• Exercise objective:
Please pull out each line of the data below that contains the word "green", and copy those lines in full.

• Data shown:
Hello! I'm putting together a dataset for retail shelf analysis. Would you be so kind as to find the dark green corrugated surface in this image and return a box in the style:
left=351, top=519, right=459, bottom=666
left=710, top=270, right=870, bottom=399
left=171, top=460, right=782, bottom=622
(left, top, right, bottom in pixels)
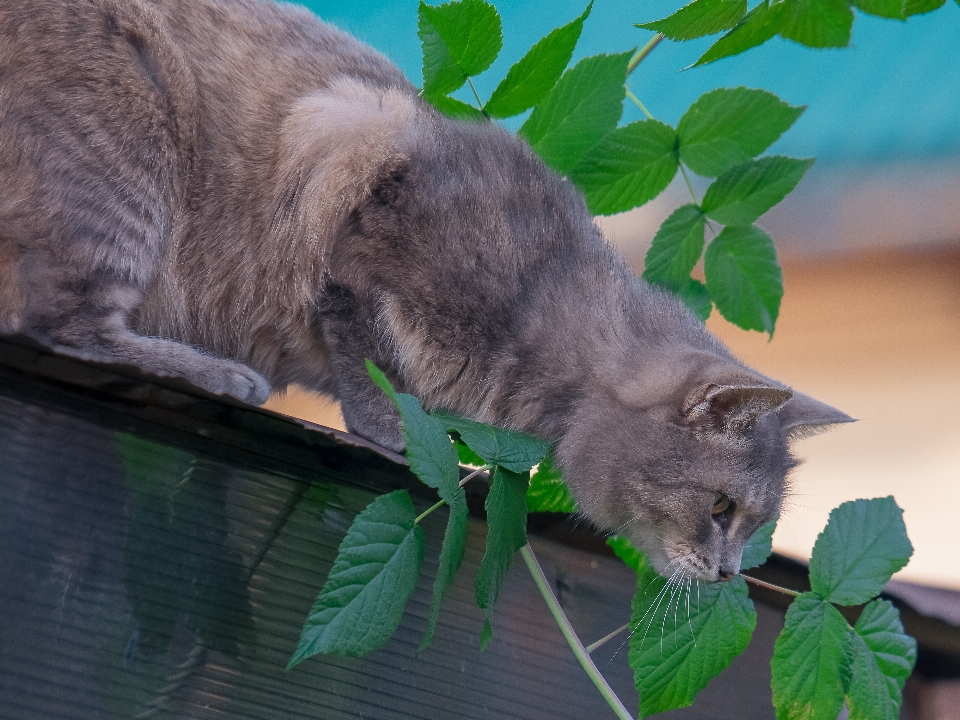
left=0, top=339, right=782, bottom=720
left=303, top=0, right=960, bottom=167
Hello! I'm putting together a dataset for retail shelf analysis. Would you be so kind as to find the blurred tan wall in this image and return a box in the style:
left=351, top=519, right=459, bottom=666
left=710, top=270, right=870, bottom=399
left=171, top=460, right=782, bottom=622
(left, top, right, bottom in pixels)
left=708, top=247, right=960, bottom=589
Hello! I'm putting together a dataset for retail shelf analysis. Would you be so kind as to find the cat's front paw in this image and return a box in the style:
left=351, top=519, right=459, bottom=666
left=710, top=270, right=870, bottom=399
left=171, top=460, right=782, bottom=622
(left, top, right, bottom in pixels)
left=216, top=365, right=270, bottom=405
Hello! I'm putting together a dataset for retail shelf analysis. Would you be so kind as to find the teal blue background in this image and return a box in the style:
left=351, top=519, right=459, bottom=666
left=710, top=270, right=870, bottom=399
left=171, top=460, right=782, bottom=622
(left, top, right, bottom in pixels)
left=294, top=0, right=960, bottom=167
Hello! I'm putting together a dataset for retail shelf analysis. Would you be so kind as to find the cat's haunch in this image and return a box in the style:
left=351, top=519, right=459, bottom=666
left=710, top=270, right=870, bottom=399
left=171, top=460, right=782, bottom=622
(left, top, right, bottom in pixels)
left=0, top=0, right=849, bottom=581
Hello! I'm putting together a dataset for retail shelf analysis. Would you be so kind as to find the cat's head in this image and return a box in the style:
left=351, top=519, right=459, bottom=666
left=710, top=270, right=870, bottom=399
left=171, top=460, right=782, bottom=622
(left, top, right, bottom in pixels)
left=557, top=350, right=851, bottom=581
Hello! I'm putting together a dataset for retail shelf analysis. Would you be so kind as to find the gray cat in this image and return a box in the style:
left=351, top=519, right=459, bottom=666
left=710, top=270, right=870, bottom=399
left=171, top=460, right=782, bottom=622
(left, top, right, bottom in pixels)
left=0, top=0, right=849, bottom=581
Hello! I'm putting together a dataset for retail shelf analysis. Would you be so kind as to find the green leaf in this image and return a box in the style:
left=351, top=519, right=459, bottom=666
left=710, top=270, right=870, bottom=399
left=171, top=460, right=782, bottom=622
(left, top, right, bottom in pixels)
left=703, top=226, right=783, bottom=335
left=453, top=438, right=486, bottom=467
left=527, top=455, right=577, bottom=513
left=426, top=95, right=486, bottom=121
left=366, top=359, right=460, bottom=502
left=483, top=0, right=593, bottom=118
left=636, top=0, right=747, bottom=40
left=903, top=0, right=946, bottom=17
left=287, top=490, right=423, bottom=669
left=629, top=570, right=757, bottom=717
left=570, top=120, right=679, bottom=215
left=642, top=204, right=707, bottom=290
left=518, top=51, right=633, bottom=173
left=417, top=488, right=467, bottom=652
left=779, top=0, right=853, bottom=47
left=740, top=520, right=777, bottom=571
left=677, top=87, right=806, bottom=177
left=693, top=0, right=784, bottom=67
left=433, top=412, right=550, bottom=473
left=475, top=467, right=530, bottom=642
left=366, top=360, right=467, bottom=650
left=810, top=496, right=913, bottom=605
left=700, top=155, right=814, bottom=225
left=851, top=0, right=904, bottom=20
left=607, top=535, right=653, bottom=579
left=417, top=0, right=503, bottom=97
left=671, top=278, right=713, bottom=322
left=847, top=600, right=917, bottom=720
left=770, top=593, right=851, bottom=720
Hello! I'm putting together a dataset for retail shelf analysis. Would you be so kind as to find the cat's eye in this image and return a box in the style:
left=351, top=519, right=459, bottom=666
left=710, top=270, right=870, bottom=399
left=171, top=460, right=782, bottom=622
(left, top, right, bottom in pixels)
left=710, top=491, right=730, bottom=515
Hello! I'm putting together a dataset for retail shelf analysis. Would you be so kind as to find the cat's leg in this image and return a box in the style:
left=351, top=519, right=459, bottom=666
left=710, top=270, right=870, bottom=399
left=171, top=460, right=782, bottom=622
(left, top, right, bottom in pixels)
left=20, top=249, right=270, bottom=404
left=0, top=8, right=269, bottom=403
left=318, top=283, right=404, bottom=453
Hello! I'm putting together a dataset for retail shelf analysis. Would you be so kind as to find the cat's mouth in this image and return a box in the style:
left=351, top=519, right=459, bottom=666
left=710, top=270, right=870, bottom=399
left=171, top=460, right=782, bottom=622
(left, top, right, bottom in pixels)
left=651, top=540, right=740, bottom=582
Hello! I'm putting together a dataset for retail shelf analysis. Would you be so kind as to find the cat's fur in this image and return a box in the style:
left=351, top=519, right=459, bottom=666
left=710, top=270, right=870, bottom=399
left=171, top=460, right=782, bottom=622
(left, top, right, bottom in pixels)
left=0, top=0, right=848, bottom=580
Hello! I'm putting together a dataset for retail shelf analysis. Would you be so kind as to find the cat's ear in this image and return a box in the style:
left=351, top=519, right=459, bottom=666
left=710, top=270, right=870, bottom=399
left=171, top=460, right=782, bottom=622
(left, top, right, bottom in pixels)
left=777, top=392, right=856, bottom=438
left=683, top=383, right=793, bottom=432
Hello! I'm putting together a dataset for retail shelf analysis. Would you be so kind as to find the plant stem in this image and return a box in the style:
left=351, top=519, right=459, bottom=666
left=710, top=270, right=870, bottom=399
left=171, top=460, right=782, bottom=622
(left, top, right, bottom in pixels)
left=413, top=500, right=447, bottom=525
left=680, top=163, right=717, bottom=237
left=520, top=543, right=633, bottom=720
left=627, top=33, right=663, bottom=76
left=584, top=623, right=630, bottom=653
left=627, top=88, right=656, bottom=120
left=740, top=573, right=800, bottom=597
left=413, top=465, right=491, bottom=525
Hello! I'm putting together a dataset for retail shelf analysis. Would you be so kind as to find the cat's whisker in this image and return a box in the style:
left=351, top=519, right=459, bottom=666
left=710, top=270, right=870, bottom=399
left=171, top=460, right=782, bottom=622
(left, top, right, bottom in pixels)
left=624, top=561, right=680, bottom=661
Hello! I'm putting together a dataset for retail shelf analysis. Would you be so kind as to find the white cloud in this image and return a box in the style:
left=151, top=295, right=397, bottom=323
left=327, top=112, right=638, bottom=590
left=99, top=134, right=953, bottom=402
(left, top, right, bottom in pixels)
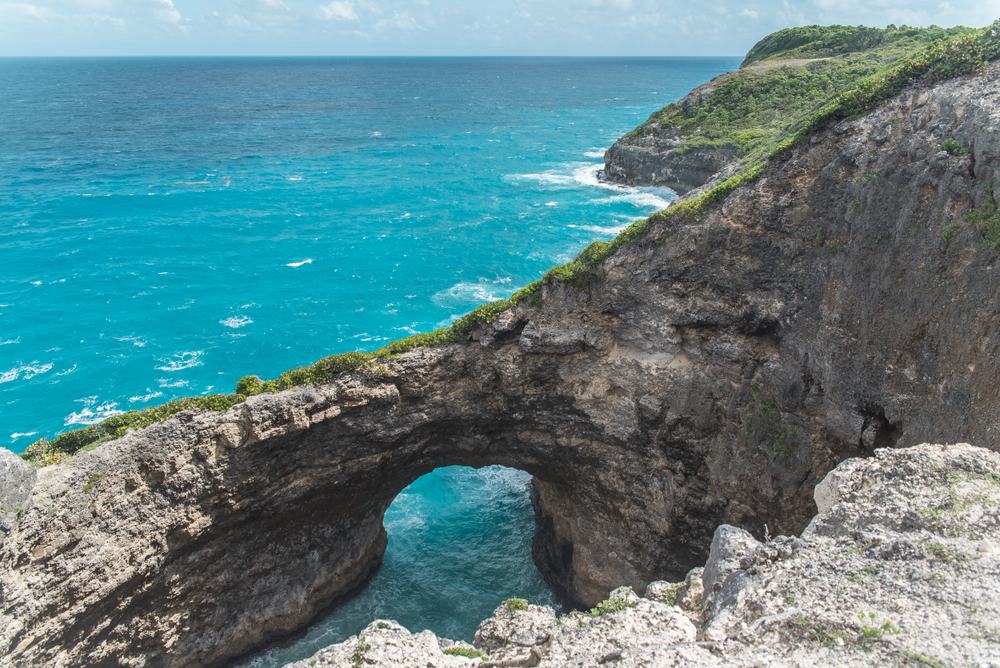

• Solution:
Hello! I'm putting together a dataset for retail shelf analysis. Would you be so kind as to find the dark green corrugated surface in this image and return a box in the style:
Hello! I'm putting together a dataset for retail shelf analysis. Would you be so kind as to find the green leaf in this image and return a box in the style:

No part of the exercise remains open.